=== RAW RECORDS ===

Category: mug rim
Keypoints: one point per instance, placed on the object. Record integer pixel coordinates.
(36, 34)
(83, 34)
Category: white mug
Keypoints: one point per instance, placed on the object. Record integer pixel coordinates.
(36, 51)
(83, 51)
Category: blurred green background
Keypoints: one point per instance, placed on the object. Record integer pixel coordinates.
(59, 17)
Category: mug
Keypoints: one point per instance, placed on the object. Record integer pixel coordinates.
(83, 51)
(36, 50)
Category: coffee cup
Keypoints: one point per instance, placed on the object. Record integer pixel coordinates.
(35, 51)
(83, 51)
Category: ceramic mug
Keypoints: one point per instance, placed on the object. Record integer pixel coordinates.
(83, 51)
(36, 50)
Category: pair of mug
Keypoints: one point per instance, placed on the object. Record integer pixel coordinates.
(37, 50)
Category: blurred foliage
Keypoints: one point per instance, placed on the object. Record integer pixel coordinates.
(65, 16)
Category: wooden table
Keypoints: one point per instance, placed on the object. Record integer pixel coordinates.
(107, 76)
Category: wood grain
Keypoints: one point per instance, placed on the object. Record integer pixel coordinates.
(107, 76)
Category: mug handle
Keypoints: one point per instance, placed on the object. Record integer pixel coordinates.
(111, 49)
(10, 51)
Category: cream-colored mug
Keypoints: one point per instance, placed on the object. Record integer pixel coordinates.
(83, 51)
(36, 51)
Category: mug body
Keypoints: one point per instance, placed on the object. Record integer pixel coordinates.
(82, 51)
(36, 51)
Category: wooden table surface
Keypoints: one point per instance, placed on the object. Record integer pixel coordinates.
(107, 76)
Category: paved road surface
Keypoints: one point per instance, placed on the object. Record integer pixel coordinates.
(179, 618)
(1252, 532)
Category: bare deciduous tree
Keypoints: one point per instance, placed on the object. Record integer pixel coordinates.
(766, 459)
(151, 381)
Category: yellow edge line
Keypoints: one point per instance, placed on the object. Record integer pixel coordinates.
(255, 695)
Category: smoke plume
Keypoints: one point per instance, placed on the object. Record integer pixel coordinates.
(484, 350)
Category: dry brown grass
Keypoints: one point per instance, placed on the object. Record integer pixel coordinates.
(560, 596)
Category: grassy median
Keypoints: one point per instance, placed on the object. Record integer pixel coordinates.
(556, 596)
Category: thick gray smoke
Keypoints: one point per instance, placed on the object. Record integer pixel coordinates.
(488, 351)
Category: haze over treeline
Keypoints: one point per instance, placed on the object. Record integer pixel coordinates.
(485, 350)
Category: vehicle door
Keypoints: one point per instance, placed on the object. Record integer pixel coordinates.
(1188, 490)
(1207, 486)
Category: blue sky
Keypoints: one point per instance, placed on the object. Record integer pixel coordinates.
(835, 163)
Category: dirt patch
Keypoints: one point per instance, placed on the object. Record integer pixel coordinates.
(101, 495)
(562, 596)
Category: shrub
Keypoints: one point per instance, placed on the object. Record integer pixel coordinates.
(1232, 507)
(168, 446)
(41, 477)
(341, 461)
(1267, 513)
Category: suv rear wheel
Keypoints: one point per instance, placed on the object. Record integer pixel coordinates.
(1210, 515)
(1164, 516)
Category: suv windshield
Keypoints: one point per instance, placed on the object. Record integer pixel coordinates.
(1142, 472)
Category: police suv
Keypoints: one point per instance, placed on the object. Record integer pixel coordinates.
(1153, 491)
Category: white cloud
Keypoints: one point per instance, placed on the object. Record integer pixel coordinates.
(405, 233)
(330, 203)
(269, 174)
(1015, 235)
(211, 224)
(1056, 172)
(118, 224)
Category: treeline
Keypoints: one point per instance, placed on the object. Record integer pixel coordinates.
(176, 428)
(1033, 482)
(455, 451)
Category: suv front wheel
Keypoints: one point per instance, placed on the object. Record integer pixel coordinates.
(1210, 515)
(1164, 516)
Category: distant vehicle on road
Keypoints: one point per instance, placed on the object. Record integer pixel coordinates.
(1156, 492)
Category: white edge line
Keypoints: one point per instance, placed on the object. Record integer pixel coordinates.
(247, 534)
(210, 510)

===

- _AIM_
Format the item lines above as a numbered list, from the line containing "Category: suv windshield" through the last line of the items, both ends included, and skip any blank lines.

- _WRITTEN RESPONSE_
1. Category: suv windshield
2. Keypoints: one point per instance, placed on the object. Record integer pixel coordinates.
3. (1142, 472)
4. Category: police suv
5. Keypoints: one point per instance, placed on the object. Record integer pixel coordinates.
6. (1153, 491)
7. Category: white cloud
8. Keypoints: one point per instance, placed on the object. Record integer pixel coordinates.
9. (405, 233)
10. (330, 203)
11. (269, 174)
12. (1015, 235)
13. (211, 224)
14. (1056, 172)
15. (118, 224)
16. Category: treeline
17. Keypoints: one point per instance, placed on the object. Record integer pixel coordinates.
18. (176, 428)
19. (1033, 482)
20. (455, 451)
21. Category: suv front wheel
22. Keypoints: one point per instance, placed on the object. Record integer pixel coordinates.
23. (1210, 515)
24. (1164, 516)
25. Category: distant vehicle on road
26. Keypoints: one point per instance, placed on the object. Record integer pixel coordinates.
27. (1156, 492)
28. Category: white edge line
29. Keypoints: one point per instance, placed on the object. Record integer pixel coordinates.
30. (247, 534)
31. (210, 510)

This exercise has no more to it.